[Stored data]
"""
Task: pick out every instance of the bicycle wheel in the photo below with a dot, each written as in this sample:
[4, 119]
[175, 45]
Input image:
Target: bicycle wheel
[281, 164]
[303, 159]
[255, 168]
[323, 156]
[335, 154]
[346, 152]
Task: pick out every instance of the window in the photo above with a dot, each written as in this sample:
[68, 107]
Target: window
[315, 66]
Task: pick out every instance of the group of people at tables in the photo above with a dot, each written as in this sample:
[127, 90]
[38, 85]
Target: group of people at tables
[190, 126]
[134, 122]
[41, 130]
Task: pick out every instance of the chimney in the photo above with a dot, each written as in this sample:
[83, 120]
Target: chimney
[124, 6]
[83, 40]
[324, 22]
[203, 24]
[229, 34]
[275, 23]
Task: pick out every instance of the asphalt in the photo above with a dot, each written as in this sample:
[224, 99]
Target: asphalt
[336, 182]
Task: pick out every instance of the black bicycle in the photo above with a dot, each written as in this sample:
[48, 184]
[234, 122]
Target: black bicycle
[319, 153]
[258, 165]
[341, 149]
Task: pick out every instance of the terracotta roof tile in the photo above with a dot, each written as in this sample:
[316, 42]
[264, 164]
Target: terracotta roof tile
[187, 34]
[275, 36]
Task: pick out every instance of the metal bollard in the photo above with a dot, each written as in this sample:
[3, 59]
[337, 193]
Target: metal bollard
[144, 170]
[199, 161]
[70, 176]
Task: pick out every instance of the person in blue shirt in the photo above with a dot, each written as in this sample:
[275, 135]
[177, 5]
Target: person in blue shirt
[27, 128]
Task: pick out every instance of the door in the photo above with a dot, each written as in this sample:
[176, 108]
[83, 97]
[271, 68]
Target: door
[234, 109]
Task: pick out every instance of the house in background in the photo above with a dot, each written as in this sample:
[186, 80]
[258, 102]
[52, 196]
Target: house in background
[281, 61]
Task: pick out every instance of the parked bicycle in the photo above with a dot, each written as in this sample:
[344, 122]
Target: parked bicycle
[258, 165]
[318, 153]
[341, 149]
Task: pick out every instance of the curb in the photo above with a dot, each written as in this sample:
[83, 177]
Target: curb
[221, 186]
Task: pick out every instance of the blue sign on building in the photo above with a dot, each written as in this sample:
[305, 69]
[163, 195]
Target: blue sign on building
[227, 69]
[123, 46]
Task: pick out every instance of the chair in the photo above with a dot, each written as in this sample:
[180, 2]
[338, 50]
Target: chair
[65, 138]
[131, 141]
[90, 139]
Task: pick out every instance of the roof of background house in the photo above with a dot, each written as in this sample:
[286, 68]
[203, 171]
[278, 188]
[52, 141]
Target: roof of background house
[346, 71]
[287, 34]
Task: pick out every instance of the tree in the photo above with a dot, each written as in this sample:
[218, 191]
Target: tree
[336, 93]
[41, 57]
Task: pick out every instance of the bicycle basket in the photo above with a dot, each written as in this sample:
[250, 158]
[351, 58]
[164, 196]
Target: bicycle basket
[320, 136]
"""
» **GOAL**
Rewrite the full listing, substituting "with a single point" for every occurrence of "with a dot" and keeping all other text identical.

» **CORRECT RESPONSE**
Task: pick out every instance of the bicycle wheel in the photo below with a single point, each written as in this sample:
[4, 119]
[175, 45]
Input image:
Target: bicycle wheel
[281, 164]
[303, 159]
[255, 168]
[323, 156]
[335, 154]
[346, 152]
Task: pick out every instance of the window in the photo above with a single point, each written as in this sample:
[68, 107]
Target: window
[315, 66]
Task: pick out every instance of the group of people at tables in the photo above with a single point, each written as in this sample:
[127, 90]
[38, 85]
Target: group of people at tables
[190, 126]
[134, 122]
[41, 130]
Task: pick out every instance of the chimney in the photo above with a single point, each written as in this sample:
[83, 120]
Target: chimney
[124, 6]
[83, 40]
[324, 22]
[203, 24]
[229, 34]
[275, 23]
Task: pick out every instance of the asphalt in the photo above with a single point, each written as in this sample:
[224, 99]
Target: asphalt
[336, 182]
Task: pick out every instance of the black bicycle in the photo above with a single point, each written as in this sample:
[48, 184]
[234, 122]
Target: black bicycle
[319, 153]
[258, 165]
[341, 149]
Task: pick out every instance of the terracotta roof tile in the photo above with a single point, each written as in this sample:
[316, 42]
[264, 164]
Target: terracotta roof tile
[187, 34]
[275, 36]
Task: pick out every instance of the metal bollard in the photo above with a single point, each written as in this sample:
[3, 59]
[337, 193]
Target: metal bollard
[144, 170]
[199, 161]
[70, 176]
Task: pick out every instance of the person in blue shirt in the photo above with a single point, each written as in this sample:
[275, 135]
[177, 5]
Target: person in blue shirt
[27, 128]
Task: pick out every instance of the door in the photo above with a single point, each written as in this sample:
[176, 108]
[83, 97]
[271, 68]
Target: door
[234, 109]
Task: pick out every instance of the house in background in the photo above with a single point, each written as in this sample:
[186, 80]
[258, 102]
[52, 196]
Target: house in background
[281, 61]
Task: pick out every instance of the parked bicycle in the photo above with a single point, each written as in this sample:
[344, 122]
Target: parked bicycle
[258, 165]
[318, 153]
[341, 149]
Task: pick out every instance of the curb in the photo above with a single point, each written as in this sample:
[83, 177]
Target: curb
[221, 186]
Task: pick out every instance of the blue sign on building in the photo above with a single point, each written as in this sample:
[305, 69]
[163, 195]
Target: blue sign on building
[227, 69]
[123, 46]
Task: pick out every instance of the chair in the photo above with a single point, each written as in this sample:
[180, 2]
[338, 50]
Target: chair
[65, 138]
[131, 141]
[90, 139]
Task: pick out every instance of the roof of background house in the photo above with a single point, each written as in this sample:
[286, 68]
[203, 171]
[278, 188]
[52, 141]
Target: roof of background house
[346, 71]
[287, 34]
Task: pick out every instance of the tree in the photo above with a single point, each written as in this sample:
[218, 191]
Target: tree
[336, 93]
[41, 57]
Task: pick out every instance of the bicycle basket in the photo above with a single point, each written as in this sample:
[250, 158]
[351, 58]
[164, 196]
Target: bicycle basket
[320, 136]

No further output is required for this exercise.